● **TASK GOAL**
Copy word for word the lines of the records that start at the line containing "white window frame." and run through the end of the records.
- - - -
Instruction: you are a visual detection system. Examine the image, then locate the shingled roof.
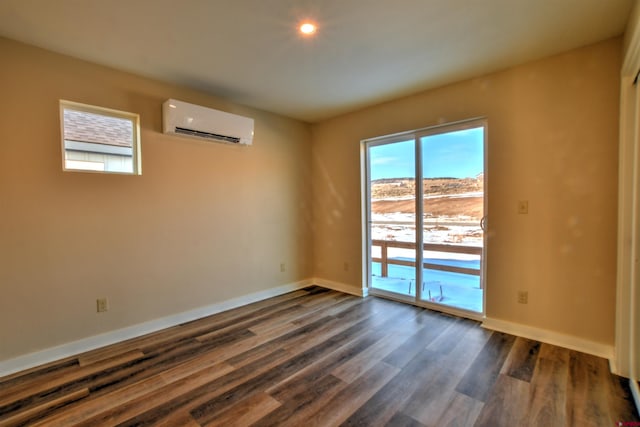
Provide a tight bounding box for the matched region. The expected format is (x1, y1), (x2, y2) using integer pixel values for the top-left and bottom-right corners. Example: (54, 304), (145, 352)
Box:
(64, 109), (133, 147)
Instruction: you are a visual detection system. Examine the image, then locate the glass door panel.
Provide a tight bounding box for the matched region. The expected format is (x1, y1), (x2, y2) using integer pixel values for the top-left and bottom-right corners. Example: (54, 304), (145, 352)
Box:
(367, 137), (416, 297)
(419, 126), (485, 313)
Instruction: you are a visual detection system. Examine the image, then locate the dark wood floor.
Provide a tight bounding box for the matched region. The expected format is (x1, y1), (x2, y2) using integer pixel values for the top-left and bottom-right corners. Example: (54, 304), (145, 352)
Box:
(0, 287), (639, 426)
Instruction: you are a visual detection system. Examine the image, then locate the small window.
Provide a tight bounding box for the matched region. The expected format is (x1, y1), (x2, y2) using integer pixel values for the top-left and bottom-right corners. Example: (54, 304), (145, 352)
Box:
(60, 100), (142, 175)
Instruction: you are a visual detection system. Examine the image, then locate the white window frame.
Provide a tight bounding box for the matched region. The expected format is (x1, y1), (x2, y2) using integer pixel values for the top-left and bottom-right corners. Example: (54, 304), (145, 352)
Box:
(60, 99), (142, 175)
- - - -
● **RESPONSE BELOW**
Instruction: you are a visual detection system. Examine the image, then locate the white window frame.
Provide a tight bounding box for the matched region. The expected format is (x1, y1), (x2, y2) using integer pixel values for the top-left and bottom-right corners. Example: (54, 304), (145, 352)
Box:
(60, 99), (142, 175)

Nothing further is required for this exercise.